YOUR ASSIGNMENT: In the article on the anti-smoking ad campaign, how much is the CDC's national advertising campaign said to cost?

While there has been a decline through tobacco taxes and smoking bans, the adult smoking rate has stalled at about 20 percent in recent years. Secretary of Health and Human Resources Kathleen Sebelius, said, “When we look back on just a few decades to the days of smoking on airplanes and elevators, it can be easy to focus on how far we’ve come”.
However, the hard truth is that the adult smoking rate hasn’t really budged since 2003.
The government is now, in a graphic nationwide campaign aiming to shock smokers into quitting. In the sometimes-gruesome stories of people damaged by tobacco products, the Centers for Disease Control and Prevention is pushing its first and by far it’s largest, at $54 million, national advertising campaign. The spots, which begin Monday and will air for at least 12 weeks, will hopefully persuade as many as 50,000 Americans to stop smoking.
The campaign, consisting of billboards and print, radio and TV ads, show people whose smoking resulted in heart surgery, a tracheotomy, lost limbs or paralysis. Earlier research that aggressive anti-smoking campaigns using hard-hitting images sometimes led to decreases in smoking is now being applied to jolt a weary public that has been listening to government warnings about the dangers of smoking for nearly 50 years.
“There is an urgent need for this media campaign,” Matthew Myers, president of the Campaign for Tobacco-Free Kids, said in a statement.
One of the print ads featuring Shawn Wright from Washington state shows the 50-year-old shaving, his razor moving down toward a red gaping hole at the base of his neck that he uses to speak and breathe. Shawn Wright had a tracheotomy after being diagnosed with head and neck cancer four years ago.
The advertising firm, Arnold Worldwide, found Wright and about a dozen others who developed cancer or other health problems after smoking for the ads.

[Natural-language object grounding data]
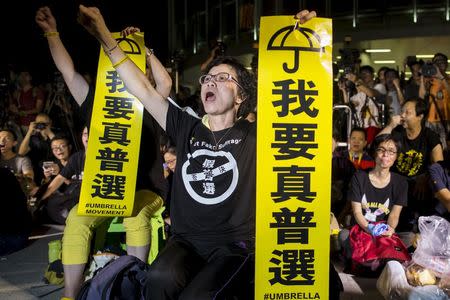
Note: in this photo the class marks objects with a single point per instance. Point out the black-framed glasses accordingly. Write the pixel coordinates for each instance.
(60, 147)
(219, 77)
(387, 151)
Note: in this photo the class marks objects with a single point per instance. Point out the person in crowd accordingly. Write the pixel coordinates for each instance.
(61, 149)
(28, 100)
(413, 84)
(69, 176)
(394, 96)
(212, 217)
(357, 151)
(15, 223)
(364, 100)
(19, 165)
(435, 90)
(440, 181)
(150, 182)
(378, 195)
(420, 148)
(36, 144)
(170, 161)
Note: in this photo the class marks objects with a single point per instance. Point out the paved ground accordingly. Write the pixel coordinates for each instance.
(21, 273)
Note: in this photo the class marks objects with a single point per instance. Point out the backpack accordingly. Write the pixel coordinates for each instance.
(122, 278)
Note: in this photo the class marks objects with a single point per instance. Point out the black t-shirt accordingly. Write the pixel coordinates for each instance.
(213, 192)
(15, 218)
(150, 165)
(40, 151)
(75, 166)
(377, 203)
(415, 155)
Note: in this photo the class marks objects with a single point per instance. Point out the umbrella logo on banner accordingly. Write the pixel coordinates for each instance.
(282, 40)
(128, 46)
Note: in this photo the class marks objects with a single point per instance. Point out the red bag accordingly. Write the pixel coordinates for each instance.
(370, 251)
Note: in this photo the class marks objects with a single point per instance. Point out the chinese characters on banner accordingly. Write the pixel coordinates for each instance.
(110, 170)
(293, 159)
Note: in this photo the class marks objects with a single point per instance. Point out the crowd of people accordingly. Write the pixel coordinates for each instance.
(393, 170)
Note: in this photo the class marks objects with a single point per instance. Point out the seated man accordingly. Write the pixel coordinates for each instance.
(420, 148)
(440, 181)
(15, 223)
(59, 204)
(20, 165)
(36, 144)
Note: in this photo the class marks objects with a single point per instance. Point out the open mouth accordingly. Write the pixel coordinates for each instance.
(210, 96)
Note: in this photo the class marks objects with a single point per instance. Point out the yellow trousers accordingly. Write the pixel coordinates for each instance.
(79, 229)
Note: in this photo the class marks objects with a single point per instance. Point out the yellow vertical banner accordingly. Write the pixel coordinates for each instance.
(294, 159)
(111, 164)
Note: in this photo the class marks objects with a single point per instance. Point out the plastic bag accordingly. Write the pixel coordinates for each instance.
(392, 283)
(433, 247)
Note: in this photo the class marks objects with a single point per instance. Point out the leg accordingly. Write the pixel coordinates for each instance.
(229, 272)
(75, 249)
(138, 227)
(172, 270)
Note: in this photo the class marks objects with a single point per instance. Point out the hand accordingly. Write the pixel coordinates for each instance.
(389, 232)
(45, 19)
(129, 30)
(55, 169)
(352, 77)
(305, 15)
(92, 20)
(47, 172)
(32, 127)
(438, 74)
(395, 121)
(396, 83)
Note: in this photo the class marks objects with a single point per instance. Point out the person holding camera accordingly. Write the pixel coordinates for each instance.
(434, 88)
(36, 144)
(361, 91)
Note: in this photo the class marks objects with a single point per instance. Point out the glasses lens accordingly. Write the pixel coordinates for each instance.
(222, 77)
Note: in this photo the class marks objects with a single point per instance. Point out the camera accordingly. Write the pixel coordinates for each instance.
(40, 126)
(428, 70)
(222, 47)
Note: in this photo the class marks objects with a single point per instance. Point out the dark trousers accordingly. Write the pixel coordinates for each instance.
(179, 272)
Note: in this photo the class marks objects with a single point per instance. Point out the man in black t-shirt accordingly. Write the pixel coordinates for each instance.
(420, 148)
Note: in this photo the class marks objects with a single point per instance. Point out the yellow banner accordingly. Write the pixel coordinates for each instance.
(293, 159)
(110, 169)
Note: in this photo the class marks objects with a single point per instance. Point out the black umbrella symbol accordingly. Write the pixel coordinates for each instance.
(130, 47)
(284, 33)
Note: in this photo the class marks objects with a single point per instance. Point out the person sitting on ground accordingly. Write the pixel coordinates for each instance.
(20, 165)
(15, 223)
(150, 182)
(377, 196)
(61, 149)
(440, 184)
(28, 100)
(59, 204)
(36, 144)
(420, 148)
(357, 151)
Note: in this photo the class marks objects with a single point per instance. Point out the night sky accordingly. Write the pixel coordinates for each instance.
(24, 46)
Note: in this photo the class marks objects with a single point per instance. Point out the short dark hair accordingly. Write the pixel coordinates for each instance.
(366, 69)
(382, 138)
(440, 55)
(11, 132)
(359, 129)
(60, 137)
(244, 78)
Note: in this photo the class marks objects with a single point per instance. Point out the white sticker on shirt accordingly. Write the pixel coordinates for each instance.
(215, 165)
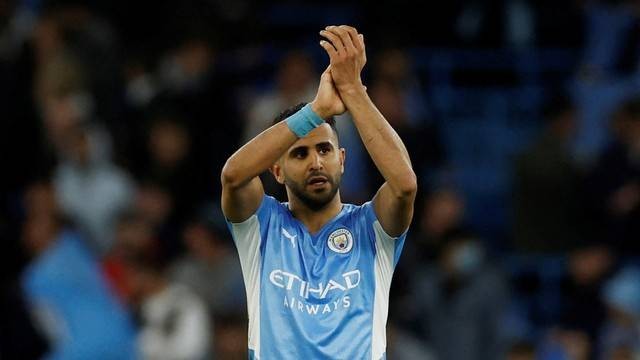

RESPONSE TO THE TASK: $54 million